Record list:
START

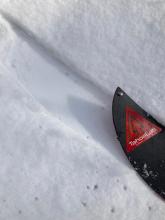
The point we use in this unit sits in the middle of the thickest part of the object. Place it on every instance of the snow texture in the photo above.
(60, 64)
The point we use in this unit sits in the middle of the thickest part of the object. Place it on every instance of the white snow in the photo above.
(60, 64)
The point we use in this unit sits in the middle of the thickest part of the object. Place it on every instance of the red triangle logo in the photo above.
(138, 129)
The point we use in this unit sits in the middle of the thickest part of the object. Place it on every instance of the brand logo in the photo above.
(138, 129)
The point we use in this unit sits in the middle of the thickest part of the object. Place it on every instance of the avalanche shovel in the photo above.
(142, 139)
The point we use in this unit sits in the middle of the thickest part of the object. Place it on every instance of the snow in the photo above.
(60, 64)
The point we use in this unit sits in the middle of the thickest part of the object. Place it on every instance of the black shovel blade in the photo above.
(142, 139)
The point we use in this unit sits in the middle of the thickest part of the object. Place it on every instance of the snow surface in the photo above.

END

Do this:
Please pull out the stretch from the line containing "shovel in the photo above." through the end of the rows, and copy every line in it word for word.

Written answer:
The point we use in this unit sits in the middle of the thickest part of the object. Place it on every instance of the avalanche shovel in the photo above.
(142, 139)
The point we use in this unit sits in the middle of the thickest part of the object. Place it on every instance of the snow in the photo above.
(60, 64)
The point we use in this unit sits in the middle of the thickest part of the object. Place it on every instance of the black shovel blade in the photo above.
(142, 139)
The point we use in this unit sits in the middle of the thickest part of the object. Place it on every instance of the snow surface in the photo above.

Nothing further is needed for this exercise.